Transcript of Letter from Charlotte Cushman to Rosalie, Sept 20, 1874

Dublin Core


Transcript of Letter from Charlotte Cushman to Rosalie, Sept 20, 1874


Cushman, Charlotte Saunders, 1816-1876
Cushman, Edwin "Ned" Charles, 1838-1909
Muspratt, Susan Cushman, 1822-1859
Social Events--Misc.
Mercer, Sallie


Charlotte Cushman tells her niece how happy she is for Rosalie and her husband. Their marriage is based on love, which was denied to Rosalie's mother Susan.
Cushman also admits that she might have misjudged Mrs Muspratt and advises Rosalie to stay in touch with her family, the Muspratts. Cushman also defends Charles, Rosalie's uncle.
Cushman compares Mabel Muspratt to her father.

Transcripts by Jennie Lorenz


Library of Congress, Charlotte Cushman Papers, Manuscript Division, Library of Congress, Washington, D.C.


Cushman, Charlotte Saunders, 1816-1876


LoC, JLP 1





Letter Item Type Metadata


[page 1] Letter fo C.C. to Rosalie (Property of Miss C. Roberts)

"New York City Sept 20d 1874

Dearest Rosalie— Your most welcome letter of the 30" of August— from Craig Oban [in pencil]—came to me by the hand of dear Ned—who returned to us very safely & very well last Monday morning—rather a long passage for the Brittanic [in pencil]—but he came safely—& that was the best for us. He has got very stout during his trip & his English frock coat made him look stouter still He seems quite delighted with his trip & was of course quite full of the wedding & all the steps leading to it. as it was the most important thing I sent him to do— of course it was the most important to be explained to me in all its preliminary ramifications before he left—he came to me at Newport. & I gave him full & particular instructions as to how he was to proceed & I feel as if the result was well worth all the expenditure of means & brains for you are made happy—& +++ are I hope

[page 2] (Lettr [sic] of Sept. 20, 1874)
buried & animosities smoothed down. Mrs. Muspratt seems to have behaved much more liberally than you gave her credit for—& I cannot help thinking we have misjudged her—she has not had a bed of roses—poor soul—& perhaps we ought to have had more patience with her. From what your uncle Richard told Ned—I imagine you will get more than $1200 a year from your share of the estate— over the £1000 a year which she reserves for keeping up the Hollies. You say, about£200 [inserted] a year but Ned says it will be nearer £300—I am sure I hope so—for though with Mr. Roberts [sic] income from the business—you will not need it still—it establishes your right in your fathers will—& your inheritance—& this is a great point gained. Ned told me about your house which you had rented it is where your poor mother longed for a house when she first married your father—when old Mr. Muspratt straightened them down to living on £1000 a year—& keeping up an establishment on that carriage & horse &c &c. Ned told me of all your beautiful presents & how handsome you looked at

[page 3] (Lettr of Sept. 20, 1874)

▶ DIRECTIVES
A) How would you put this sentence from the Cushman letter into Spanish: "Their marriage is based on love, which was denied to Rosalie's mother Susan."
B) According to the Cushman letter, who delivered Rosalie's letter of the 30th of August to Charlotte Cushman?
The data placed after this point is separate material, apart from the Cushman letter.

▶ DATASET EXCERPTS
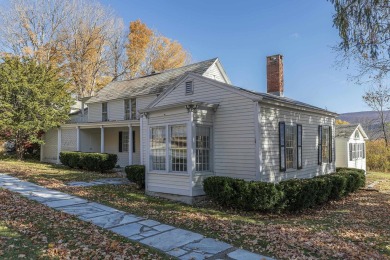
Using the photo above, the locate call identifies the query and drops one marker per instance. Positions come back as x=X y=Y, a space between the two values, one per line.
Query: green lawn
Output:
x=33 y=231
x=355 y=227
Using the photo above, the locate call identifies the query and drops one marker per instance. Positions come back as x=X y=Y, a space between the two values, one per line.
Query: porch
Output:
x=120 y=138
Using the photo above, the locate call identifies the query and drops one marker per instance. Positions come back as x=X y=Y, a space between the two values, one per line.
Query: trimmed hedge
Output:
x=290 y=195
x=99 y=162
x=136 y=174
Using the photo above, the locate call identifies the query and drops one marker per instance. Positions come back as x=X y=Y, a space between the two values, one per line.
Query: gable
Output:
x=204 y=90
x=216 y=72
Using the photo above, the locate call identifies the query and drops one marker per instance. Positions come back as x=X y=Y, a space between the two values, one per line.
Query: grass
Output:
x=14 y=245
x=34 y=231
x=355 y=227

▶ SOLUTIONS BY TASK
A) Su matrimonio se basa en el amor, que le fue negado a Susan, la madre de Rosalie.

B) Ned delivered it.